-------- Entries shown --------
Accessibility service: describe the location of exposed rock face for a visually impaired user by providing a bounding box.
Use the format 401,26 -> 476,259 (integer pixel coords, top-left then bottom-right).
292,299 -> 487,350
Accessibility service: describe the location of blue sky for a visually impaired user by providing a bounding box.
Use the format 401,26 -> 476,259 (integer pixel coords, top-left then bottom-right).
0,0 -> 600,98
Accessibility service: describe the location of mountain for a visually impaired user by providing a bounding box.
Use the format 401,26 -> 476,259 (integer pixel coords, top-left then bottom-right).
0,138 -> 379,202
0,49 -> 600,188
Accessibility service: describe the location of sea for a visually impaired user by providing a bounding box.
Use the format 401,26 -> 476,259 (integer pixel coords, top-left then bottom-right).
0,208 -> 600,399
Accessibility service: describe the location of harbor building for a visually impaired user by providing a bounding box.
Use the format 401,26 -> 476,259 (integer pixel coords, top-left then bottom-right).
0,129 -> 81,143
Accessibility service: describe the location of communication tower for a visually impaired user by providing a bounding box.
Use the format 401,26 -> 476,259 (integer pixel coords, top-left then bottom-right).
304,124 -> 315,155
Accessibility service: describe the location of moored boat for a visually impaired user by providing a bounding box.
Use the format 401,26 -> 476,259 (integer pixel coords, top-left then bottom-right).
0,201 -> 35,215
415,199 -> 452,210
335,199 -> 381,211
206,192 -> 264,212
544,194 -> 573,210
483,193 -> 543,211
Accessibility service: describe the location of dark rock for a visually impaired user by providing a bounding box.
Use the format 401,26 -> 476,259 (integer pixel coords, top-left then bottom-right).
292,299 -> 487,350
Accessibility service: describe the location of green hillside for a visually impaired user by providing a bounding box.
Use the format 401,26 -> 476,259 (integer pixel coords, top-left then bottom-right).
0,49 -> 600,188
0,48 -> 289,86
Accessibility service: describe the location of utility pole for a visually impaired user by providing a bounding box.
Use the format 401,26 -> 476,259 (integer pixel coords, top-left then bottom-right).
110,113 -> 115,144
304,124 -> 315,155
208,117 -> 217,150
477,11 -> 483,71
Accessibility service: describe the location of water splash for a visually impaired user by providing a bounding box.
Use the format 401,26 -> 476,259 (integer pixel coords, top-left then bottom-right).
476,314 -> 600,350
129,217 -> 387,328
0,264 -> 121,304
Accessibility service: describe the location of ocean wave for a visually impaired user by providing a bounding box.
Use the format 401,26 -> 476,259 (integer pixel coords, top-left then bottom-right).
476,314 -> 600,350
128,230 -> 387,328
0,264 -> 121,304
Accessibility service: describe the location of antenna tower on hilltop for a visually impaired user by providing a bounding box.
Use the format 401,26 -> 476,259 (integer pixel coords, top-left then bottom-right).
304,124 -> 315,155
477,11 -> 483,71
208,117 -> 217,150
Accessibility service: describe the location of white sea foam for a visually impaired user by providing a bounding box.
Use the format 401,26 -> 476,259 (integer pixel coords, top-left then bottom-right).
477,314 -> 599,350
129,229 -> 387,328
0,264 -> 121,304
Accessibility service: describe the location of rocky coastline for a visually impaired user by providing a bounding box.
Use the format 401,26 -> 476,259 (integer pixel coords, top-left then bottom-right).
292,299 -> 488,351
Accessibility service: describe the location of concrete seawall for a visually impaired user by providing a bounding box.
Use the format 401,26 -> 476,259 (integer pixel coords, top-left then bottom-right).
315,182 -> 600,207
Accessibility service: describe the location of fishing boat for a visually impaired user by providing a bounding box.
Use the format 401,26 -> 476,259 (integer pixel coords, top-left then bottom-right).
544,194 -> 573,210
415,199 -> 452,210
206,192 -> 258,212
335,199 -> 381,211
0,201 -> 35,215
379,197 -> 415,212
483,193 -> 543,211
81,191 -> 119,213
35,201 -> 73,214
--------
-------- Entries shown --------
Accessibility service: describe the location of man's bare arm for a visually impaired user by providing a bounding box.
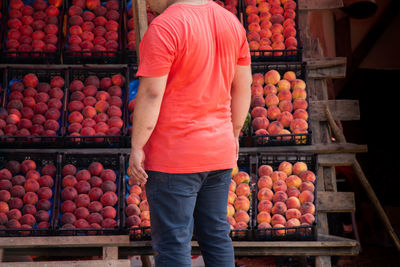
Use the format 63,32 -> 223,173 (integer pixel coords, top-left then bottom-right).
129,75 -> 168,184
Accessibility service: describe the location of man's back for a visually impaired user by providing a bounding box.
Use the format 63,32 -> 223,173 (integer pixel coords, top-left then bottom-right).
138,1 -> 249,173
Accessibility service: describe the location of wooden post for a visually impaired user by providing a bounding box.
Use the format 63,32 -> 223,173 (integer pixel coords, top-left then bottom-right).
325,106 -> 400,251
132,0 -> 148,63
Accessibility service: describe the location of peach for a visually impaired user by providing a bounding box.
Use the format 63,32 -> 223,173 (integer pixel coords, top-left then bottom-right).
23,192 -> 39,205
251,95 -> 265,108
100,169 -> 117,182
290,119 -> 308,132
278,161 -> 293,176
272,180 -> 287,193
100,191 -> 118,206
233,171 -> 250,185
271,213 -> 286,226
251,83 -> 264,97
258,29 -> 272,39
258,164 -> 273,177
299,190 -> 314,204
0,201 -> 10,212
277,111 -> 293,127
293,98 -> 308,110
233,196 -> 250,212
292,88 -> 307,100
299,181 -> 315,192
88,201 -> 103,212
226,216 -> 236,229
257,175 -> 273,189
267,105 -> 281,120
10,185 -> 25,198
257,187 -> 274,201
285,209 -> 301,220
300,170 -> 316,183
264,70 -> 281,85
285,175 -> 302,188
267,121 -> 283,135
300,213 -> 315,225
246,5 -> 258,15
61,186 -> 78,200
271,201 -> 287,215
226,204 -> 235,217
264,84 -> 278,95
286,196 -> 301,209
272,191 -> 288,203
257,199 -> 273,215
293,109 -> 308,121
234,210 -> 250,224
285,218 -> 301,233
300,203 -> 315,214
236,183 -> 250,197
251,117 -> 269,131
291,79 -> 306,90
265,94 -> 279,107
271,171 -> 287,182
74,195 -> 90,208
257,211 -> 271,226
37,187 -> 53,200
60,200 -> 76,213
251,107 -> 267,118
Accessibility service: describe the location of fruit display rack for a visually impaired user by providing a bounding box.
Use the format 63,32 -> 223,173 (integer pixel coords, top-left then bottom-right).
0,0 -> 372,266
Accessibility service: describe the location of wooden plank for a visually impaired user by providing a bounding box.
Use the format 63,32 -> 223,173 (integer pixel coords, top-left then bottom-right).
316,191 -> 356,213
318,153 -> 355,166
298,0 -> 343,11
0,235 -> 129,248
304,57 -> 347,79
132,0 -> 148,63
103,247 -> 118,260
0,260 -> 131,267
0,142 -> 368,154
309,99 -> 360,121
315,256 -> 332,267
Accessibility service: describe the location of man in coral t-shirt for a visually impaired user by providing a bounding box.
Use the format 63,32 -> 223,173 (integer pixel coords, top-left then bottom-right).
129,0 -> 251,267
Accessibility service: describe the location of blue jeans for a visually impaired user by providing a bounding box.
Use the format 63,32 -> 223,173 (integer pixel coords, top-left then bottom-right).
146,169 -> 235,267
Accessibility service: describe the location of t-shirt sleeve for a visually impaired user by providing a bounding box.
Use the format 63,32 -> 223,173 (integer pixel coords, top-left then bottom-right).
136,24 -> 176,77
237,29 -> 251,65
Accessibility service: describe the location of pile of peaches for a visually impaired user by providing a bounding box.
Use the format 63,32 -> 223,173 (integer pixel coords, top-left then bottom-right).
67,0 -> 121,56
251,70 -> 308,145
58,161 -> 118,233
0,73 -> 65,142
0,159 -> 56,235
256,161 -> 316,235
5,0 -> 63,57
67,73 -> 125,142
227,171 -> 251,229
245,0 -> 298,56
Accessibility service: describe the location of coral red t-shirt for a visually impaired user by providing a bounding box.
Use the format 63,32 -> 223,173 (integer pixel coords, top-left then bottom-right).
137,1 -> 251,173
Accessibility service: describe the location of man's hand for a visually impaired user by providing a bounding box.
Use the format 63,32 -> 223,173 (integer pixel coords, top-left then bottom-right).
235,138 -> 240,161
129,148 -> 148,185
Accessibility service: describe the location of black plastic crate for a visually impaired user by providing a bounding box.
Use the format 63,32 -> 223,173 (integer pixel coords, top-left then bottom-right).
--------
- [Directions for this task]: Rewrite the records between the lines holding "Accessibility service: describe the location of t-shirt" and "245,0 -> 298,56", inclusive, keeping the requests. Multiply every bounding-box coordinate in the answers by 1.55 and round each to a whole number, with halves rounding up. Leave the requests and their format samples unchanged, and give only those lines.

- [In response]:
Accessibility service: describe the location of t-shirt sleeve for a visually impaired user by providing a bounding box.
Use the format 63,32 -> 223,173 (integer pixel coords, top-left then bottom-right).
211,37 -> 273,119
367,45 -> 389,101
Accessibility service: describe the location of pile of peaches for a visually impaired user by providing a bounding box.
Use the format 63,32 -> 223,173 (integer pixel coords, top-left then bottom-right).
104,0 -> 188,87
389,109 -> 477,225
90,250 -> 183,361
0,113 -> 101,220
0,246 -> 87,364
397,250 -> 490,364
8,0 -> 98,88
104,113 -> 194,220
352,265 -> 389,355
380,0 -> 462,87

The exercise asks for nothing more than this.